-- Start of Records supplied --
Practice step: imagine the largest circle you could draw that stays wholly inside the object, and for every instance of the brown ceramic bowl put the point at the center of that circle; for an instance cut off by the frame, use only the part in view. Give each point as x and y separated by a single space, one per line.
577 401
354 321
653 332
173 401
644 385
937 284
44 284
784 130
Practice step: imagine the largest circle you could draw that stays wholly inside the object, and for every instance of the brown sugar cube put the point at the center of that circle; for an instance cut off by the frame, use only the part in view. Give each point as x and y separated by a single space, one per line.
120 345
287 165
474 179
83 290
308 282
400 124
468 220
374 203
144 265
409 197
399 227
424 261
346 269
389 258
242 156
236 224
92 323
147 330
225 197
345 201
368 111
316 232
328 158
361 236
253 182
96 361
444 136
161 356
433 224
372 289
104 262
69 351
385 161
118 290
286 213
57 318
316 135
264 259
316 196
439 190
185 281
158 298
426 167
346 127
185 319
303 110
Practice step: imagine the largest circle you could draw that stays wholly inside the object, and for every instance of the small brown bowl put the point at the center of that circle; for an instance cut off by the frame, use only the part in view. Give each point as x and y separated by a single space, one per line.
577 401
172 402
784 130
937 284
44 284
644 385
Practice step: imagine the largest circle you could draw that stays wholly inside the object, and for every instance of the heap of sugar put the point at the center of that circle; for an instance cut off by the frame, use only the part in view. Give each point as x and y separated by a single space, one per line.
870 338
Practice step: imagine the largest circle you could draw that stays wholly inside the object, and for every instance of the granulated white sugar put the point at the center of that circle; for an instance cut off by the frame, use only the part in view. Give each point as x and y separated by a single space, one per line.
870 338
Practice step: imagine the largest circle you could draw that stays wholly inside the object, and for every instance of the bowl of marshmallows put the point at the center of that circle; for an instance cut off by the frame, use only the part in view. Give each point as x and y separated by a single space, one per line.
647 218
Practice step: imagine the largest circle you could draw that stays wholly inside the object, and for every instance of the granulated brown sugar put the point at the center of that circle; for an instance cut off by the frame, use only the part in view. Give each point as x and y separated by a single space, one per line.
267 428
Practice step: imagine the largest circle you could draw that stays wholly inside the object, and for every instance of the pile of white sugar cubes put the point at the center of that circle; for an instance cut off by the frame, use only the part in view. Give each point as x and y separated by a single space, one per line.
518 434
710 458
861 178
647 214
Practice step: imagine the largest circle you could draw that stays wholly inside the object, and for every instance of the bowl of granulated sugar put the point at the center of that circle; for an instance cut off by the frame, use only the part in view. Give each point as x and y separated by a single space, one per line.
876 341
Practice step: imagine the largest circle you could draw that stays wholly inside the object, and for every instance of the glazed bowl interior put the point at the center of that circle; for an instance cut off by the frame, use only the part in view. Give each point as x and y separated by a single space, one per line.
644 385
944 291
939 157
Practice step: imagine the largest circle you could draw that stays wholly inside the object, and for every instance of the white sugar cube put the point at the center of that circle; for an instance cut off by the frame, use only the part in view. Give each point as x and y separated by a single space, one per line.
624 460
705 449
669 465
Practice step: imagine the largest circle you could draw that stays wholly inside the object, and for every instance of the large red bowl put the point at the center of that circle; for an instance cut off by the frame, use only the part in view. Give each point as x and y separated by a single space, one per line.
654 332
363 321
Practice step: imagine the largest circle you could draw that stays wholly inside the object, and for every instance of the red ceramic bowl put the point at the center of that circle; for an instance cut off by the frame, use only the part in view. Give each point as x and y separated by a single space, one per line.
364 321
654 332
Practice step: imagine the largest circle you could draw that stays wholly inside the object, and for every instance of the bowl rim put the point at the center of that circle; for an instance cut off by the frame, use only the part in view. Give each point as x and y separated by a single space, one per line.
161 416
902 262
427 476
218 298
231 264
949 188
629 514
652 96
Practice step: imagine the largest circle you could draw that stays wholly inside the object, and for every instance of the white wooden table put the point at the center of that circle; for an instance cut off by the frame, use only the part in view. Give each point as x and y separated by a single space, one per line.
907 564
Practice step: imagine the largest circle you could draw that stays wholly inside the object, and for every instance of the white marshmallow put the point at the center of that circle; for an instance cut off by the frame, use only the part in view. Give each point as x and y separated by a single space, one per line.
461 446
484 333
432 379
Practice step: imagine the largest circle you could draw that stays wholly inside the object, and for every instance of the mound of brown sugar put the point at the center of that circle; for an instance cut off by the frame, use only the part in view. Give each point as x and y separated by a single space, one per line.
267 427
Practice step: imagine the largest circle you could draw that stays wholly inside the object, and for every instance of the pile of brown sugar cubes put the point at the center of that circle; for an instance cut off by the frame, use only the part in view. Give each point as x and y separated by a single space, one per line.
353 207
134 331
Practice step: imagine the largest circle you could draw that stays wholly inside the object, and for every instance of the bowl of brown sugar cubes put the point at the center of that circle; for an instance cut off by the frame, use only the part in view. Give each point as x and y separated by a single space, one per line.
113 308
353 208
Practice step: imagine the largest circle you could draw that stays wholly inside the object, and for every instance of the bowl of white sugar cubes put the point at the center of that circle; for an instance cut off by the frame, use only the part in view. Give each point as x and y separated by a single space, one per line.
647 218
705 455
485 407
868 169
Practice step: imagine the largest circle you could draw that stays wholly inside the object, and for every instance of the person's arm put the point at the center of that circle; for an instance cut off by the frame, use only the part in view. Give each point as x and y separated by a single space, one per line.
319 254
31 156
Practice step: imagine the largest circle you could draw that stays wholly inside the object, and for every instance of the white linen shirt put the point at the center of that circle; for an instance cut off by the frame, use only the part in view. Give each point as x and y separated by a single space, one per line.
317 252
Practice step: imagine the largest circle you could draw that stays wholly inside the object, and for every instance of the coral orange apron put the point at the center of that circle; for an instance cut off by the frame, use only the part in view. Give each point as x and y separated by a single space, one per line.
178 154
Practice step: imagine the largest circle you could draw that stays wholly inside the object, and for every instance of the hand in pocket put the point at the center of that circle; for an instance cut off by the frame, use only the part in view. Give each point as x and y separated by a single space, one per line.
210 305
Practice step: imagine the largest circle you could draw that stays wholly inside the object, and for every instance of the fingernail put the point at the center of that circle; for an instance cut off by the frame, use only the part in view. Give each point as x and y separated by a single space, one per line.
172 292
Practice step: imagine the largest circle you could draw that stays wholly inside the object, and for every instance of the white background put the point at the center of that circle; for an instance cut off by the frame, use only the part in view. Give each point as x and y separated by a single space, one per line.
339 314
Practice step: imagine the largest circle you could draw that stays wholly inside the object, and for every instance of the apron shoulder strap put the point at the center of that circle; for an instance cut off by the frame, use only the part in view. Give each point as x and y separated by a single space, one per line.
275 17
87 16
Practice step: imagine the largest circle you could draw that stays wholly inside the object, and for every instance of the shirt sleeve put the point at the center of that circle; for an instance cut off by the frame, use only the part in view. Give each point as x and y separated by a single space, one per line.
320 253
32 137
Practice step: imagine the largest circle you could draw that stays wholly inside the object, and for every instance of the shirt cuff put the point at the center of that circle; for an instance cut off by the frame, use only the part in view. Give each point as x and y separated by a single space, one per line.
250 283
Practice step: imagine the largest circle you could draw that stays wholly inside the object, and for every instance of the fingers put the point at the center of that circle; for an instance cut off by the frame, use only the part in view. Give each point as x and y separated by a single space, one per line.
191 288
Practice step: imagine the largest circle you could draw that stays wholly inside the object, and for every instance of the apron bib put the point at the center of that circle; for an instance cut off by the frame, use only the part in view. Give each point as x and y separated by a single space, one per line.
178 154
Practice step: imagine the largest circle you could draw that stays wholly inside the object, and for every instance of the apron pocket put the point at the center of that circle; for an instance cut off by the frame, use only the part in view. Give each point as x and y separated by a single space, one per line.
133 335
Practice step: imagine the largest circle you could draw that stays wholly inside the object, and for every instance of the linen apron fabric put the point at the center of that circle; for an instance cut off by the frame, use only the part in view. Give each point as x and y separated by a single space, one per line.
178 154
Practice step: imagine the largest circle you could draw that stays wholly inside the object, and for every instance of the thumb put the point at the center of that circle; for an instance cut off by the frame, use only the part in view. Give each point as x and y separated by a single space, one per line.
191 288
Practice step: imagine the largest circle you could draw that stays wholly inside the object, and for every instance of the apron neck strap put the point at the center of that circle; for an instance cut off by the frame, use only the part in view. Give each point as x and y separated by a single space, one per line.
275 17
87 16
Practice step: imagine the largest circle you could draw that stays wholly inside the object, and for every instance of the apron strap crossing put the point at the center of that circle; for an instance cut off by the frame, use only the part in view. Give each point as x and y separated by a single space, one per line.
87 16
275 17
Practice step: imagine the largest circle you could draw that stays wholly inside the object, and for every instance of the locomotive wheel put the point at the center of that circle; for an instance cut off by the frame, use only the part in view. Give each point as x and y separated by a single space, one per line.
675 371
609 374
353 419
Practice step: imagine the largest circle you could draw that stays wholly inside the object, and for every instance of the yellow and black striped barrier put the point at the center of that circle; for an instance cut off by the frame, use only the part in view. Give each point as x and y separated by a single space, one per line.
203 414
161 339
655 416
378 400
-- End of Records supplied --
◆ Exercise directions ◆
Repeat, character for character, the lines from the one that holds "of the linen" to the final line of the material, inclusive, and no other lines.

◆ Task solution ◆
Practice step: imagine the largest circle you could draw that stays wholly inside the object, and for every instance of the linen apron fabric put the point at the center of that circle; for an instance cut off by the frame, use only the part in view. Give each point as x and y separated by a single space, one per line.
178 154
Practice step: imagine the largest circle you could draw that stays wholly inside the object, and for every instance of the thumb put the point at the center of that circle; for an instance cut off by the frame, use only the part in view. Give each point as x and y separated by a single space, one per line.
191 288
Practice step: imagine the largest circle you could draw that stays wholly inside the object, and for every instance of the apron neck strap put the point at the center of that circle; for an instance cut off by the frame, use only the part in view. Give each point as x and y separated by a single space, one per line.
275 17
87 16
Practice step: imagine the largest circle you could draw that stays wholly inside the object, and for every instance of the apron strap crossing put the point at the center of that circle; for an instance cut off by the frame, use only the part in view. Give each point as x and y separated by a single space, one per line.
87 16
275 17
Practice step: imagine the largest circle you could draw that stays wholly inside the object, and for every instance of the locomotive wheel put the point at the center of that circle; for an instance cut off by the frame, use only the part in view. Give each point as x and y separated by a single space, one per line.
675 371
609 374
353 419
Practice step: imagine the largest circle you could draw that stays wholly inside the object, and for every instance of the yellow and black striped barrier put the point at the center of that circle; for an instance cut off by the frame, use only the part in view. Give each point as x and y separated by a single space, one per line.
203 414
161 339
655 416
378 400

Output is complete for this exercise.